[Qué se pide]
1. Actualiza el texto sobre los sonidos de la ciudad y reproduce todo lo que va desde "Nuestras ciudades están" hasta "los oídos abiertos.", con "pájaros" en lugar de "pajarillos".
2. Según el texto sobre los sonidos de la ciudad, ¿qué produce la mayoría de los sonidos de nuestras ciudades?

Nuestras ciudades están llenas de sonidos, la mayoría producidos por la mano del hombre: frenazos de los autobuses, chirridos del material rodante sobre rieles, martillos hidráulicos, cláxones de automóviles, timbres de bicicletas y puede que, a mediodía, alguna campana histórica repicando el toque del ángelus. También los hay más agradables con solo prestar un poco de atención: trinos de los pajarillos, el propio viento ululando en las ramas de los árboles, llantos de niños emperrados, ladridos de perros saludándose de acera a acera, la tormenta descargando en un minuto, retazos de conversaciones con las que nos topamos sin querer… basta con tener los oídos abiertos.

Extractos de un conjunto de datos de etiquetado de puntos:
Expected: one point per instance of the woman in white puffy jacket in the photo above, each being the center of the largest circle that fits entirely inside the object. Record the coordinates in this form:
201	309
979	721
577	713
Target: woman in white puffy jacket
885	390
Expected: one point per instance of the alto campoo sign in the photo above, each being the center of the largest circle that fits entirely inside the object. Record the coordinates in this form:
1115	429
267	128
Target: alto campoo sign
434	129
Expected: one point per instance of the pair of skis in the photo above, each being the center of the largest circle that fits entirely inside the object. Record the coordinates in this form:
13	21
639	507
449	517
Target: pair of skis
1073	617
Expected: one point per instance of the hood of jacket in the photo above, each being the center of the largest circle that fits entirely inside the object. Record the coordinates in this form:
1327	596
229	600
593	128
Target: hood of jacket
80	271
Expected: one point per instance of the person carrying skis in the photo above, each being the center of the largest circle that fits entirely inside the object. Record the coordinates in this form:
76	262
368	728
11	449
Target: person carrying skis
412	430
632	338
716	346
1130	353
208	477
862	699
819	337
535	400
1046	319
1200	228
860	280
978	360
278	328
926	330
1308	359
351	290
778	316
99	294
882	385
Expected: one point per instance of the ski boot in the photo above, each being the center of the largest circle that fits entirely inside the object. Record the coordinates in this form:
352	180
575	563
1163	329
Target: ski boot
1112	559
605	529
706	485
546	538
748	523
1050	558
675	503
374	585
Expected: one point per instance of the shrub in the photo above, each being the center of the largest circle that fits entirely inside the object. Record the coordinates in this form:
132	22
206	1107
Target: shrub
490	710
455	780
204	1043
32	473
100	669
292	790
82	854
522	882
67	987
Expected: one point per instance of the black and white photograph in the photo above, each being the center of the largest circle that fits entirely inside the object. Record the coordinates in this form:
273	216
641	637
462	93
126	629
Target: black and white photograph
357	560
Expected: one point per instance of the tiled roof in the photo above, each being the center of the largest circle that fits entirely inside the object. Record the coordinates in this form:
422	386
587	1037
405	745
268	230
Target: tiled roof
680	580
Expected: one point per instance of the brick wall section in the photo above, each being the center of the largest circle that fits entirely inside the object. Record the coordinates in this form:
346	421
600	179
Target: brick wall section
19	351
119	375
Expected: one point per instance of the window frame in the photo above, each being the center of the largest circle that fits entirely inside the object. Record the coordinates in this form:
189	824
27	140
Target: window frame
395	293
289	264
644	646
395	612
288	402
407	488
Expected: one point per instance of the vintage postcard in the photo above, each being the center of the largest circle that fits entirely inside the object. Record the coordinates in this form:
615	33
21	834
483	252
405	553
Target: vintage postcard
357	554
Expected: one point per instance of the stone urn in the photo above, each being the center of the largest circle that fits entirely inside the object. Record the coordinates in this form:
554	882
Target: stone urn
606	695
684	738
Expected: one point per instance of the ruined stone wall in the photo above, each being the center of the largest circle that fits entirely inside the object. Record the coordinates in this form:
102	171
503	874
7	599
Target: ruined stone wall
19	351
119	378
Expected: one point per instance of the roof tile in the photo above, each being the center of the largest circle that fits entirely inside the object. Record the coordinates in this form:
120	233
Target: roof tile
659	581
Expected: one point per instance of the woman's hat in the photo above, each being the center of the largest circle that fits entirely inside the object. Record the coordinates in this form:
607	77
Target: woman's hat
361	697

[Soluciones por tarea]
1.
Nuestras ciudades están llenas de sonidos, la mayoría producidos por la mano del hombre: frenazos de los autobuses, chirridos del material rodante sobre rieles, martillos hidráulicos, cláxones de automóviles, timbres de bicicletas y puede que, a mediodía, alguna campana histórica repicando el toque del ángelus. También los hay más agradables con solo prestar un poco de atención: trinos de los pájaros, el propio viento ululando en las ramas de los árboles, llantos de niños emperrados, ladridos de perros saludándose de acera a acera, la tormenta descargando en un minuto, retazos de conversaciones con las que nos topamos sin querer… basta con tener los oídos abiertos.

2. La mayoría de esos sonidos los produce la mano del hombre.